▶ EXTRACT PROVIDED:
╭──
Line 160: 'in our simulations the reverse mode produces more updates that were optimal than did the default mode'. Please define an optimal (policy?) update.

The optimal update was defined here as the update with the highest “gain”. We rephrased the sentence to clarify what is meant by optimal:

“in our simulations the reverse mode produces more updates that were optimal, i.e., they had the highest utility according to Mattar and Daw (2018)’s model, than the default mode did”.

Line 165: I'm not sure what the authors mean by 'mixed' replays. Are they describing replays that traverse in one direction and then switch to the other (i.e., reverse to forward), as in Wu and Foster 2014?. If not, a better word choice might be 'interspersed'.

We changed the wording to ‘interspersed’ as suggested.

Line 188: Are there any statistical tests to accompany the statement that these log-log plots are linear?

At the current stage of this field, we are still focusing on qualitatively accounting for experimental observations, therefore quantitative comparisons between model and experimental data, as well as quantitative analyses of model data, are currently not constructive. Thus, we did not perform statistical tests to check for the linearity in the log-log plots.

Line 223: It is not clear to me what the alternating-alternating condition controls for.

We considered the alternating-alternating condition a kind of baseline in which the experience strengths of both maze sides is roughly balanced throughout the simulation. We changed the wording from ‘control’ to ‘baseline’.

Line 234: The explanation about the observed differences in short-cut replays under the different behavioral paradigms was somewhat confusing. A figure showing the relative amount of experience in each segment of the maze in each paradigm could help clarify.

This is a very good suggestion that we gladly followed (Figure 5—figure supplement 2).

Line 248: While it is interesting to ask whether the replay generated by your model facilitates learning in the task, I think it would be of broader interest and more informative to show specifically which replays are useful. For example, what was the distribution of replays that the default and reverse mode yielded on that task? How does task performance change if you limit replay to a subset, such as only reverse replays starting at the goal, or, most relevant here- only-short cut replays?

We fully agree with the reviewer that these questions are very interesting and important to answer. Some of these aspects, we had already address in the manuscript, e.g., the distribution of replays in default and reverse mode (Figure 3—figure supplement 1). However, we feel that further analysis of which subtypes of replay might drive learning differentially opens new questions that need to be addressed comprehensively in a separate manuscript.

Figure 6A: What are reactivation maps? I.e., is this a summary or average of all reactivations, or an example of an individual replay epoch (I assume it's the former, but that should be specified). Individual replay examples would also useful.

Indeed, the reactivation map is the average of all reactivations. We made the figure description clearer. We have also included more examples of individual replay events in Figure 2—figure supplement 1 and Figure 3—figure supplement 2.

Line 329: 'General representations of task structure in EC have been proposed to be forming hippocampal place cell code together with sensory information'- I suspect there was a typo in this sentence; I was unable to decipher its meaning.

We rephrased the sentence as:

“Hippocampal place cell code has been proposed to be formed by combining a learned representation of the task structure (e.g., space) with sensory information (Whittington et al., 2020).”.

Line 409: 'We argue that the minimum value should be applied after the summation of gain values" – what is the argument for applying the minimum value after summation? In general I wonder if the description of PMA's flaws (starting at line 404) should be moved to the related Supplemental Figure legend. I think more detail would be needed for most readers to understand the apparent error (for example, what is the 'special n-step update', what does it mean to apply before summation or after summation, and what makes one version better than the other)?
╰──
▶ DATA PROVIDED:
╭──
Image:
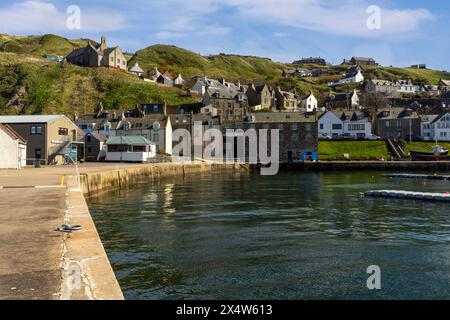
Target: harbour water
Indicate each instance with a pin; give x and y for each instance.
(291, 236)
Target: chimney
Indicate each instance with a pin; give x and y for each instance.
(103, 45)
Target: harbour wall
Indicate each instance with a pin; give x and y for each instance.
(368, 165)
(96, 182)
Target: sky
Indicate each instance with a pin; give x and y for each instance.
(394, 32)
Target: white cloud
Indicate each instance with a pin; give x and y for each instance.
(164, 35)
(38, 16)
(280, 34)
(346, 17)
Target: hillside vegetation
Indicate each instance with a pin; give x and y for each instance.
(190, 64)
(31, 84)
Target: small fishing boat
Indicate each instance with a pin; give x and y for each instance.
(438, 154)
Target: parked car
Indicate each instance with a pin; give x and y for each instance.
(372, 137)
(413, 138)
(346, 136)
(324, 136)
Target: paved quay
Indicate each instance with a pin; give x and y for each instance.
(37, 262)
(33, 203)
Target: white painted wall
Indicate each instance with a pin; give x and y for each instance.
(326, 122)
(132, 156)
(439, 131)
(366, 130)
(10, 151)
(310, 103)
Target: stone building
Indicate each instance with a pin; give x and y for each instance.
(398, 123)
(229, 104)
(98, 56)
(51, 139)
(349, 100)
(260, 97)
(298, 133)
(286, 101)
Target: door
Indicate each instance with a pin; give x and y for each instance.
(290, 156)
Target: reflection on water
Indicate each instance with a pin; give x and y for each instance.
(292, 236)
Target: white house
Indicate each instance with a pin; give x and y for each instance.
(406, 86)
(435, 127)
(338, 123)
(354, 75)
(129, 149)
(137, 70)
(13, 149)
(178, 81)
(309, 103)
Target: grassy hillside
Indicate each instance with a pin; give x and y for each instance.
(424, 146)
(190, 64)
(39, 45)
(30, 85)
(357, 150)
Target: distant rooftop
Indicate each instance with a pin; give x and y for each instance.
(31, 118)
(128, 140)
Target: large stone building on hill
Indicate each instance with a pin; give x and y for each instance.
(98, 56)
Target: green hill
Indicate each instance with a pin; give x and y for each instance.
╰──
╭──
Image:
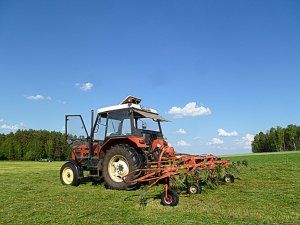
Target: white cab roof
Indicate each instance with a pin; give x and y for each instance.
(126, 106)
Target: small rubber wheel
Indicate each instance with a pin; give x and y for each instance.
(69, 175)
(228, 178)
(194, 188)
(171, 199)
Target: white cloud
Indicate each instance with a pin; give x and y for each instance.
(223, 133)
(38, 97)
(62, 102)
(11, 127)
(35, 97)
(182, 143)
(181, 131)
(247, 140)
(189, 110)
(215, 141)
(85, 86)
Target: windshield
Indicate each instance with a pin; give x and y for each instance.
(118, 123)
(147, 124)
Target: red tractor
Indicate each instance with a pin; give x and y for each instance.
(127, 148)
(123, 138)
╰──
╭──
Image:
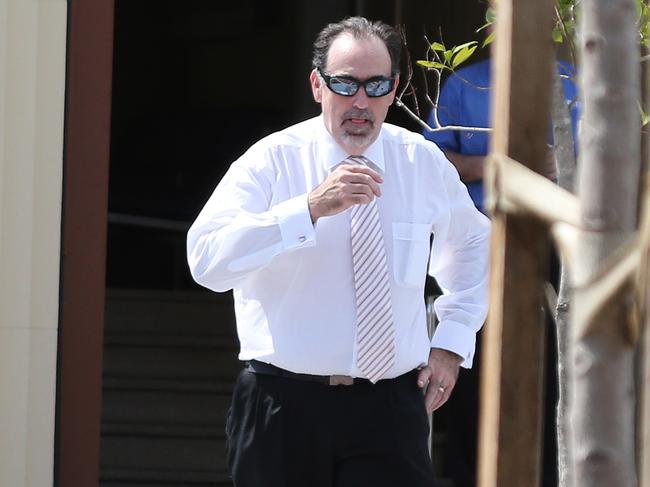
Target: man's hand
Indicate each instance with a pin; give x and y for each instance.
╰──
▶ WHAT THIS TASK INVOLVES: Decide whether each statement agrees with the review response, answering yes or no and quoting the words of the text that decide it: 1. The authors replaced the word "mixed" with "interspersed." 2. The authors ran statistical tests on the linearity of the log-log plots. 3. The reactivation map shows a single replay epoch. The records have nothing to do with the review response.

▶ WRITTEN SOLUTION:
1. Yes: "We changed the wording to ‘interspersed’ as suggested."
2. No: "Thus, we did not perform statistical tests to check for the linearity in the log-log plots."
3. No: "Indeed, the reactivation map is the average of all reactivations."